◆ **Extrait de page**:
══════════
Père Castor

Père Castor, aussi éducatif qu’illustré, et nourri des convictions de ses fondateurs, les Faucher père et fils.

Une petite « madeleine » (au sens proustien du terme) pour vous attendrir sur votre enfance ? Quel que soit votre âge, vous avez forcément grandi en lisant des livres de la collection Père Castor de Flammarion. Roule galette, Faites votre marché, Bourru l’ours, Michka, Le petit poisson d’or, Les bons amis, Poule Rousse, La vache orange, etc. : près de 2000 titres sont parus en librairie depuis le début des années 30.

Avant de devenir le « Père Castor », Paul Faucher, né en 1898, occupe successivement plusieurs postes, dont celui de commis libraire chez Flammarion en 1921. Il crée aussi la librairie Flammarion rue du Faubourg-Saint-Honoré, à Paris. Passionné par les problèmes que pose l’éducation, Paul Faucher adhère au mouvement de l’éducation nouvelle dès 1923 et se lie avec Piaget. Il crée le Bureau français d’éducation avec ses amis, Jean Baucaumont et Marguerite Reynier, ainsi que la collection « Éducation », publiée par Flammarion. Il participe à tous les congrès d’éducation, côtoie les grands éducateurs, Montessori, Decroly, et surtout Bakulé. En collaboration notamment avec Frantisek Bakule, Ladislas Havranek, Ferdinand Krch, éducateurs tchèques, Paul Faucher poursuit ses réflexions sur l’éducation en s’adressant directement aux enfants, au moyen d’albums qui leur sont directement destinés. C’est ainsi qu’il publie en 1931 les deux premiers albums du Père Castor. En 1932, il épouse Lida Durdikova, l’adjointe de Frantisek Bakulé qui deviendra l’auteur de la série « Le roman des bêtes » et sa principale collaboratrice.

En 1946, l’« Atelier du Père Castor » est créé à Paris. L’année suivante, sous le même toit, l’école expérimentale du Père Castor ouvre ses portes. En 1947, en collaboration avec Jean-Michel Guilcher, il lance la collection « Le montreur d’Images ». En 1948, il crée la collection « Les Enfants de la Terre » pour laquelle il reçoit en 1958 le prix européen de littérature enfantine. A son décès en 1967, Paul Faucher avait publié 320 ouvrages.
══════════
◆ **Données à traiter**:

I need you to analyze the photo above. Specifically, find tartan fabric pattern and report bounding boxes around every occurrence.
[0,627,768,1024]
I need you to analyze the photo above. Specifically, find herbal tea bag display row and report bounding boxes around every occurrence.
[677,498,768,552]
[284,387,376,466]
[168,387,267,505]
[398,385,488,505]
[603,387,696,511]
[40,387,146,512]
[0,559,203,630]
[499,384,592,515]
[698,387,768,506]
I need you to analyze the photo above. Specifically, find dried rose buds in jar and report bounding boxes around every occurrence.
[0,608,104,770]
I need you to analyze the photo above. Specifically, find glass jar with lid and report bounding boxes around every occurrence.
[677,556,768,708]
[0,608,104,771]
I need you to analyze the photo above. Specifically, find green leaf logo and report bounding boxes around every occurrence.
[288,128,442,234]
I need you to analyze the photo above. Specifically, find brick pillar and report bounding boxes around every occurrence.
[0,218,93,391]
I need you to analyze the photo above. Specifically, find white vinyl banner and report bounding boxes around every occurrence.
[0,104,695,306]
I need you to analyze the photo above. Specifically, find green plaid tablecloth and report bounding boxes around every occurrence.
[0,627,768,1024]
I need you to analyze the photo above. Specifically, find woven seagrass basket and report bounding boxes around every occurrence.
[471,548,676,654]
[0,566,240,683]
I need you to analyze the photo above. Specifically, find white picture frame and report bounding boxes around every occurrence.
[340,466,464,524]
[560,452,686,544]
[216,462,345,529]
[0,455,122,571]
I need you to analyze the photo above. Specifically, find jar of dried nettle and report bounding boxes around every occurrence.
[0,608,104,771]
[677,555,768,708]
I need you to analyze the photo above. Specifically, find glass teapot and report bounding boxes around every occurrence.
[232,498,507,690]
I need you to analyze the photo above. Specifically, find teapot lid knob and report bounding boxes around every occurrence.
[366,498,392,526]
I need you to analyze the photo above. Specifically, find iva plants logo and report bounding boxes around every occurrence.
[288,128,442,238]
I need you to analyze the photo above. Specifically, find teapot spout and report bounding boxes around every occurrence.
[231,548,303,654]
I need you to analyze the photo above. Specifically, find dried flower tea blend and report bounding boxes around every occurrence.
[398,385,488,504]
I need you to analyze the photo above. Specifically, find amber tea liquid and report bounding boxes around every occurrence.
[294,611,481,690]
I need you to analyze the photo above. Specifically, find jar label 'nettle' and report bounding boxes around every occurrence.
══════════
◆ **Exercices proposés**:
a. Repérez dans les enregistrements chaque ligne qui contient la chaîne « dried » et recopiez-la, en tenant compte de la casse.
b. Poursuivez le texte consacré au Père Castor à partir de sa dernière phrase.

◆ **Exercices corrigés**:
a.
I need you to analyze the photo above. Specifically, find dried rose buds in jar and report bounding boxes around every occurrence.
I need you to analyze the photo above. Specifically, find jar of dried nettle and report bounding boxes around every occurrence.
I need you to analyze the photo above. Specifically, find dried flower tea blend and report bounding boxes around every occurrence.

b.
François Faucher succède à son père et dirige la collection des « Albums du Père Castor », puis le Département Jeunesse aux Éditions Flammarion. On lui doit notamment le premier album du Père Castor en occitan et la création de la collection « Castor-Poche » en 1980. De 1967 à 1996, année de son départ   à la retraite, il a produit 1502 ouvrages.  Il lance à Forgeneuve, où ses parents s’étaient repliés sous l’occupation, l’idée d’une « Maison du Père Castor » qui rassemblerait les archives de leurs travaux et proposerait des animations aux enfants.

François Faucher était lui-aussi persuadé qu’une société harmonieuse doit soigner en priorité l’éducation de ses enfants : « Espérances à sauvegarder, public à respecter, dès lors qu’on s’adresse aux enfants, ils ont droit à plus d’attention, à plus de respect, et si possible, à plus d’art que tout autre public. La responsabilité de l’éditeur est engagée et cette responsabilité n’est ni infantile, ni mineure, elle participe de l’éducation des hommes et des femmes de demain. »

Art russe et nouvelle éducation
Education et art vont ensemble pour les Faucher. Avec des artistes russes émigrés pour commencer. Les deux premiers livres publiés par le Père Castor en 1931 sont Je fais mes masques et Je découpe, deux ouvrages signés Nathalie Parain. Née Natacha Tchelpanova, à Kiev, Nathalie Parain connaît les albums illustrés des meilleurs artistes soviétiques, parmi lesquels Lebedev. Formée au Vkhoutemas (les Ateliers supérieurs d’art et de technique, créés en 1920 à Moscou) à l’époque de la révolution culturelle, elle est intimement persuadée que le travail de l’artiste doit être socialement utile. Celui que lui propose Paul Faucher lui convient en tous points. Elle s’y adonne de 1930 à 1935, réalisant chaque année au moins deux albums. Elle est la première des artistes russes qui travaillent avec le Père Castor. Elle propose aux enfants un langage nouveau, avec une composition, simple, influencée par l’école constructiviste russe, et une économie de couleurs franches (4 ou 5). Elle joue dans l’espace blanc de la page. Hélène Guertik la rejoint bientôt. Née à Saint-Pétersbourg en 1897, elle arrive en France en 1923 et est ensuite présentée à Paul Faucher par son amie Nathalie. Elle illustrera une dizaine d’albums à partir de 1935.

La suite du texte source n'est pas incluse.